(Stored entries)
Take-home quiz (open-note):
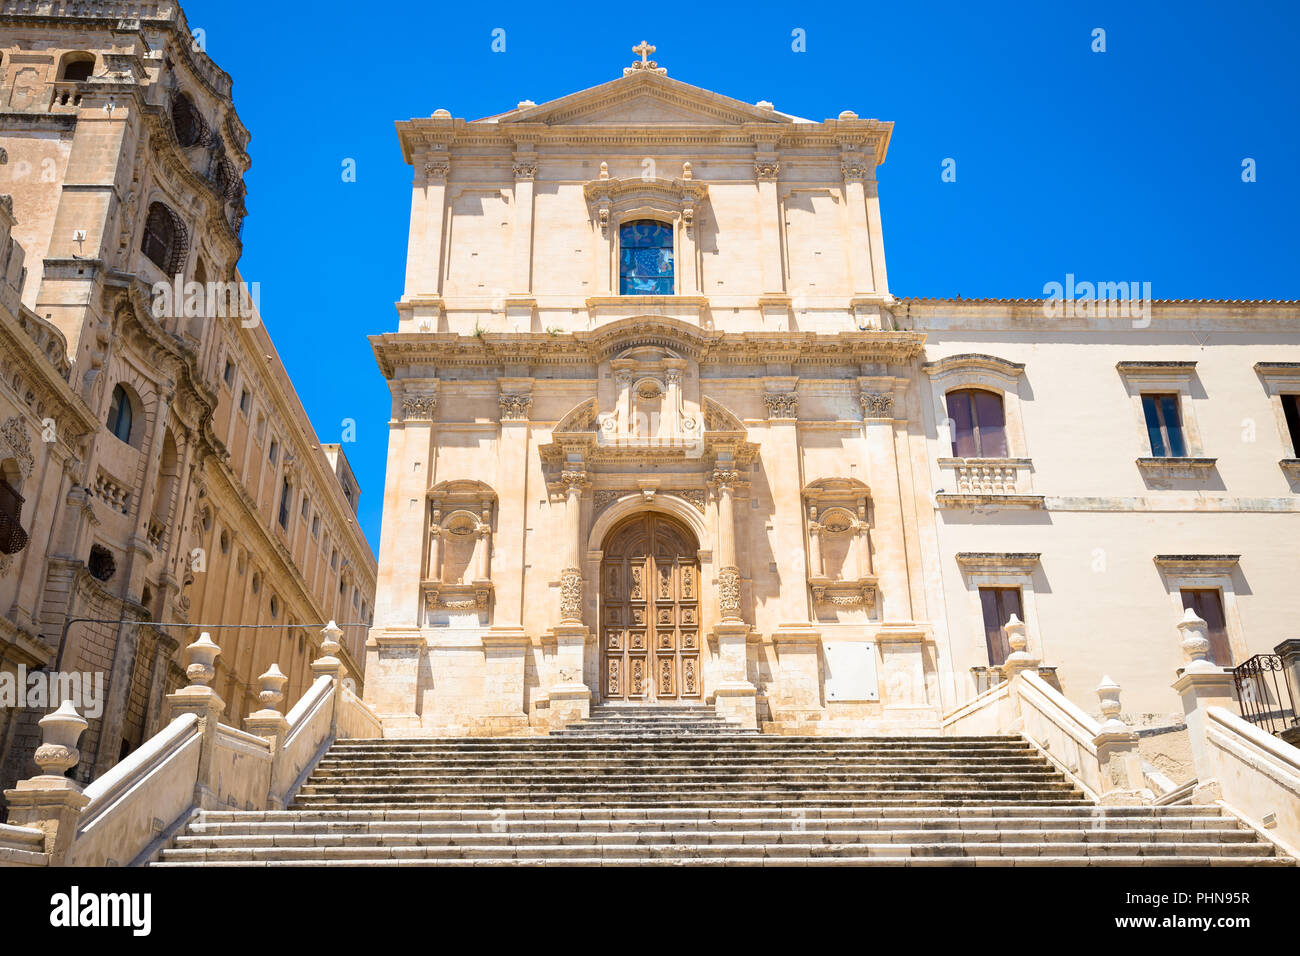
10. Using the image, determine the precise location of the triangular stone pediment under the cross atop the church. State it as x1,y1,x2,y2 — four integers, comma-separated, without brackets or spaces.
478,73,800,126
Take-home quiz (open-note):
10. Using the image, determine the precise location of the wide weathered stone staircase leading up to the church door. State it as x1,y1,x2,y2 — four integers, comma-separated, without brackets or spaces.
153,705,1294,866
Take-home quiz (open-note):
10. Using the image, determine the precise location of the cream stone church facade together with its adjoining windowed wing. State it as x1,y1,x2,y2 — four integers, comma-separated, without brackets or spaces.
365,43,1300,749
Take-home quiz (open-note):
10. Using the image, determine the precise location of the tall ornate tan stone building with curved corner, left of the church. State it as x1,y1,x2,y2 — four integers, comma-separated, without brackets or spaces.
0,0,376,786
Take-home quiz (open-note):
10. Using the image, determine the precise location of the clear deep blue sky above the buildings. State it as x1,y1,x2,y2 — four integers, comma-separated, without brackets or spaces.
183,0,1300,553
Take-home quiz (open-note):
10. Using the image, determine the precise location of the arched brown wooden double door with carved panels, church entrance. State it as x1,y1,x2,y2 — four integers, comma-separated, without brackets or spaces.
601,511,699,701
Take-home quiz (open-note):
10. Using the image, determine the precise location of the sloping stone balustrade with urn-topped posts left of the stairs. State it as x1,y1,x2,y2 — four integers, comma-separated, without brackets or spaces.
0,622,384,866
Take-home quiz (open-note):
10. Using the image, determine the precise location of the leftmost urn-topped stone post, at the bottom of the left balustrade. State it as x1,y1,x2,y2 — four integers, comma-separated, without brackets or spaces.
--
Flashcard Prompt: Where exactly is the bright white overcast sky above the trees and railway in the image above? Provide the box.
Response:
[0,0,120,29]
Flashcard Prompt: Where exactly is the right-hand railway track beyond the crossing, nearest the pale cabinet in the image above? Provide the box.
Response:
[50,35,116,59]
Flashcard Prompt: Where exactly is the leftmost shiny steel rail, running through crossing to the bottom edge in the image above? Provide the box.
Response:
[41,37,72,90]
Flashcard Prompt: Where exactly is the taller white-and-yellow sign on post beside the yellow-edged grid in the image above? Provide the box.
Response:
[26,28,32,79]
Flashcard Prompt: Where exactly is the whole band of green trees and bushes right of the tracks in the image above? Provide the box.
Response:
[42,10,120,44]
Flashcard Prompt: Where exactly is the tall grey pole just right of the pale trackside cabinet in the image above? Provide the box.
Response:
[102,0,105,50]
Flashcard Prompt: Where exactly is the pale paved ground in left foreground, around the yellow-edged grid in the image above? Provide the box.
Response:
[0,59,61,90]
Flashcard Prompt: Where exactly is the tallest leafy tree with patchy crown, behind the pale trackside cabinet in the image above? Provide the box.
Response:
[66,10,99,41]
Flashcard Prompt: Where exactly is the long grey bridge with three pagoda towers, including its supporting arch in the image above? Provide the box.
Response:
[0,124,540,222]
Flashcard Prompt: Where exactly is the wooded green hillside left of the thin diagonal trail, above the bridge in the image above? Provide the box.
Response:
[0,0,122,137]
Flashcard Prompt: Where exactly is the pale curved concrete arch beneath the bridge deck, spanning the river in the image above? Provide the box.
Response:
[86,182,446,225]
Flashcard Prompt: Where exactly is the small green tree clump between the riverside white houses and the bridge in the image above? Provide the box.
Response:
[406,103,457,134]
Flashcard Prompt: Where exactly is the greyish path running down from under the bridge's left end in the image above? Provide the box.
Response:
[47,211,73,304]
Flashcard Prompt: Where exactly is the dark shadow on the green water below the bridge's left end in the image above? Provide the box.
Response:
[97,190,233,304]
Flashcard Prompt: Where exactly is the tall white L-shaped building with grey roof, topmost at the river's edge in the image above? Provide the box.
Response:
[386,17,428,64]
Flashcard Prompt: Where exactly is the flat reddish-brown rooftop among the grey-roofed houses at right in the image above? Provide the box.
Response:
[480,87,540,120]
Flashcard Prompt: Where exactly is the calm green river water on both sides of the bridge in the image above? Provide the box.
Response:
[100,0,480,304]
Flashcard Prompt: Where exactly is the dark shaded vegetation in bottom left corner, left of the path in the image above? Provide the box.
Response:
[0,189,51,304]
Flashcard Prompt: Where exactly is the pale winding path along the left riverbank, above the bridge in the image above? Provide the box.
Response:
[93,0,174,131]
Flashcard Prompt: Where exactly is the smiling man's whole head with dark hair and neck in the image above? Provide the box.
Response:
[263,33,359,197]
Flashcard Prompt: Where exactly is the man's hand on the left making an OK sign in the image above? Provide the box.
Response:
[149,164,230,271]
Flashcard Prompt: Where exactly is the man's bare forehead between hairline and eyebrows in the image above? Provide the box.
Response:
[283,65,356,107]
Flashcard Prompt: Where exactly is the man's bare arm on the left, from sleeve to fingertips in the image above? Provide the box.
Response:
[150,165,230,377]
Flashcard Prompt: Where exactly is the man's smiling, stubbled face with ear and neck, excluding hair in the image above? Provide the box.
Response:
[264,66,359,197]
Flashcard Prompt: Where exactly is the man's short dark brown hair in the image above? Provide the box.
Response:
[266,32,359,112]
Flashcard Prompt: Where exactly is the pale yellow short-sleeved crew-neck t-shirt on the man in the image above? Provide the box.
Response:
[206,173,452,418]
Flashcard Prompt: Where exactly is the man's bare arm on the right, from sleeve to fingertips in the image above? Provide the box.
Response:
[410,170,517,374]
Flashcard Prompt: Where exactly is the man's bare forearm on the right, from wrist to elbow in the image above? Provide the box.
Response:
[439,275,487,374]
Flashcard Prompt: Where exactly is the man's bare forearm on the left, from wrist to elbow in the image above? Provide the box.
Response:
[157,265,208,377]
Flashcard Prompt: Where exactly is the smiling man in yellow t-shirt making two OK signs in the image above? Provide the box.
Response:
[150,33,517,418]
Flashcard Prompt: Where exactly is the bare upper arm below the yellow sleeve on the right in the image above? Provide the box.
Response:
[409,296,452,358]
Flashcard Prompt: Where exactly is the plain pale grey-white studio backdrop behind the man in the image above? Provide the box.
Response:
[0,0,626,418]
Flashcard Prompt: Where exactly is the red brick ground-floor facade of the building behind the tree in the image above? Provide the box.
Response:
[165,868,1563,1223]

* [WORK TO COMPLETE]:
The expected result is every line above containing the string "bottom".

* [YOUR SOLUTION]:
10. Using the image, determine the precise location of the leftmost urn-topped stone post, at the bottom of the left balustrade. State it as x1,y1,x2,y2 — four integers, comma-separated, without brackets or spaces.
Flashcard Prompt: Where exactly is the leftmost shiny steel rail, running through crossing to the bottom edge in the image above? Provide the box.
Flashcard Prompt: Where exactly is the dark shaded vegetation in bottom left corner, left of the path in the image above? Provide the box.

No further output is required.